> WHAT THIS TASK INVOLVES: Please count how many lines in the listing below contain the word "floor", and reply with that number alone.

> RECORDS SUPPLIED:
-------
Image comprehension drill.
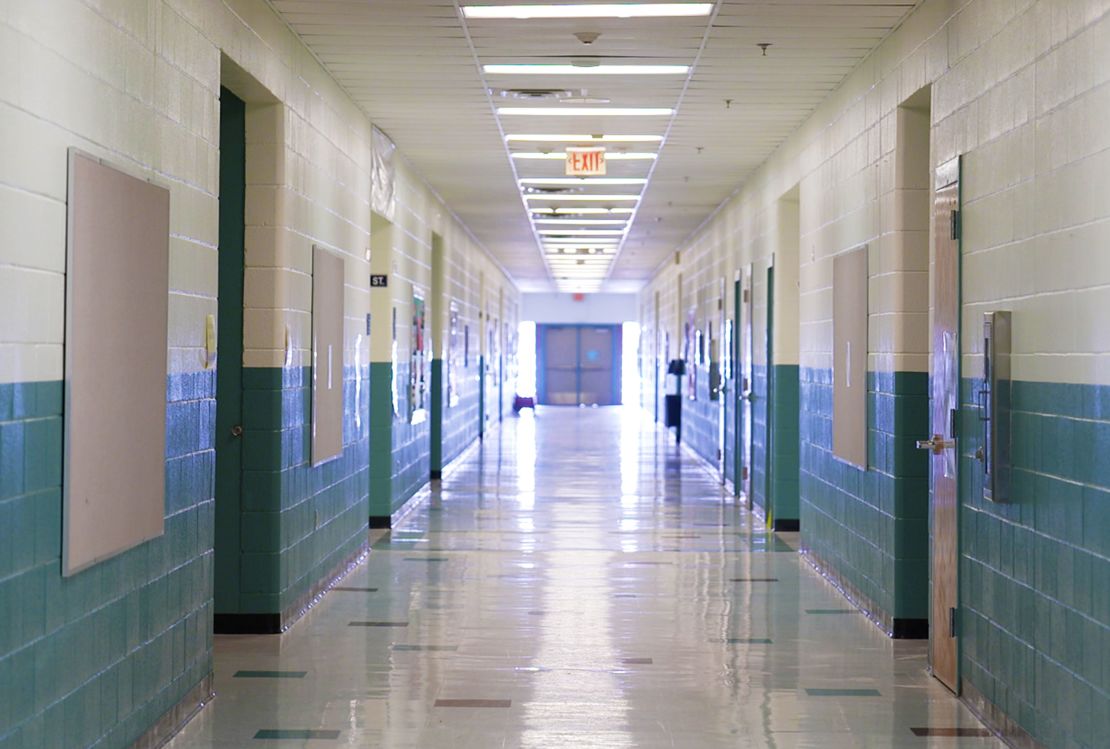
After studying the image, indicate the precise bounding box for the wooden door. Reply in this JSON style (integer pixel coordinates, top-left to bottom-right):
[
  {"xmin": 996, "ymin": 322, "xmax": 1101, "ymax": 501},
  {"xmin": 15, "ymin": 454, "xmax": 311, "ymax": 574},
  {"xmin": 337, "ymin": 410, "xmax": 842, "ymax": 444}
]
[
  {"xmin": 918, "ymin": 167, "xmax": 960, "ymax": 692},
  {"xmin": 214, "ymin": 89, "xmax": 246, "ymax": 627},
  {"xmin": 578, "ymin": 325, "xmax": 619, "ymax": 406}
]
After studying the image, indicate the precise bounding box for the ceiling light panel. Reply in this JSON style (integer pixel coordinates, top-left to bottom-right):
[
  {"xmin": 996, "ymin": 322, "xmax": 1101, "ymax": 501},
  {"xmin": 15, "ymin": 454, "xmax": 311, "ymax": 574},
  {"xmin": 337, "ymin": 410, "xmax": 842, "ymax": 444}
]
[
  {"xmin": 539, "ymin": 229, "xmax": 624, "ymax": 236},
  {"xmin": 497, "ymin": 107, "xmax": 675, "ymax": 117},
  {"xmin": 505, "ymin": 133, "xmax": 663, "ymax": 143},
  {"xmin": 536, "ymin": 219, "xmax": 628, "ymax": 226},
  {"xmin": 482, "ymin": 63, "xmax": 689, "ymax": 75},
  {"xmin": 513, "ymin": 151, "xmax": 656, "ymax": 161},
  {"xmin": 463, "ymin": 2, "xmax": 713, "ymax": 21},
  {"xmin": 519, "ymin": 176, "xmax": 647, "ymax": 185},
  {"xmin": 524, "ymin": 193, "xmax": 639, "ymax": 203}
]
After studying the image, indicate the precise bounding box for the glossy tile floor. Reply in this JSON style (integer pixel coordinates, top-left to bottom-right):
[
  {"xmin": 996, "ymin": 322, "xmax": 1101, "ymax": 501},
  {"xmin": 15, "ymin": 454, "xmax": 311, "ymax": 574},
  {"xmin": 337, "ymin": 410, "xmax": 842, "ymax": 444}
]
[{"xmin": 170, "ymin": 408, "xmax": 1001, "ymax": 749}]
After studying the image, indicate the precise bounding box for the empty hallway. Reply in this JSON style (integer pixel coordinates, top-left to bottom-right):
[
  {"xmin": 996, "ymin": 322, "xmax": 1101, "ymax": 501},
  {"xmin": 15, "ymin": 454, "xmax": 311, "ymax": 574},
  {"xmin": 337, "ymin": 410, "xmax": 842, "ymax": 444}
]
[
  {"xmin": 170, "ymin": 407, "xmax": 1001, "ymax": 749},
  {"xmin": 0, "ymin": 0, "xmax": 1110, "ymax": 749}
]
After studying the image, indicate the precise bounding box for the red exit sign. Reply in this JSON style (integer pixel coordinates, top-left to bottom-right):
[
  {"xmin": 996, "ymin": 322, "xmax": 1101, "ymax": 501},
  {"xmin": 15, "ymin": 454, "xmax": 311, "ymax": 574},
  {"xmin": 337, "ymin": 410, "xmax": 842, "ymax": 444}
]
[{"xmin": 566, "ymin": 148, "xmax": 605, "ymax": 176}]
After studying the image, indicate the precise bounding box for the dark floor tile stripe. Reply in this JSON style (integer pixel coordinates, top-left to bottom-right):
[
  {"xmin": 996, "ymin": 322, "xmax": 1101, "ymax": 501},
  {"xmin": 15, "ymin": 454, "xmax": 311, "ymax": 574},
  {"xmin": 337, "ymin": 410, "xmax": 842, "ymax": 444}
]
[
  {"xmin": 254, "ymin": 728, "xmax": 340, "ymax": 741},
  {"xmin": 910, "ymin": 728, "xmax": 992, "ymax": 739},
  {"xmin": 435, "ymin": 699, "xmax": 513, "ymax": 708},
  {"xmin": 392, "ymin": 645, "xmax": 458, "ymax": 652},
  {"xmin": 806, "ymin": 608, "xmax": 859, "ymax": 614}
]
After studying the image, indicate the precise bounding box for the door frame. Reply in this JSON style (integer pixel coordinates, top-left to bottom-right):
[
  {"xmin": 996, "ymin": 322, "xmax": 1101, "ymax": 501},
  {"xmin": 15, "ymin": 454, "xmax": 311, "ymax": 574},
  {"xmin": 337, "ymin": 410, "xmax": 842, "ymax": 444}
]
[
  {"xmin": 536, "ymin": 323, "xmax": 624, "ymax": 406},
  {"xmin": 918, "ymin": 156, "xmax": 963, "ymax": 696},
  {"xmin": 212, "ymin": 87, "xmax": 248, "ymax": 616},
  {"xmin": 707, "ymin": 277, "xmax": 731, "ymax": 485}
]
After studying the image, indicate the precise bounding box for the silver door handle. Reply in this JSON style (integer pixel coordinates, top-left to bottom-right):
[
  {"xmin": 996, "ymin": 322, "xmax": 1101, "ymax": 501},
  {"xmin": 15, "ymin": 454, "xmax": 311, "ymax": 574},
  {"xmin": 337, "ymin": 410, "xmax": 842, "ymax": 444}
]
[{"xmin": 917, "ymin": 434, "xmax": 956, "ymax": 455}]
-------
> EXERCISE RESULT: 2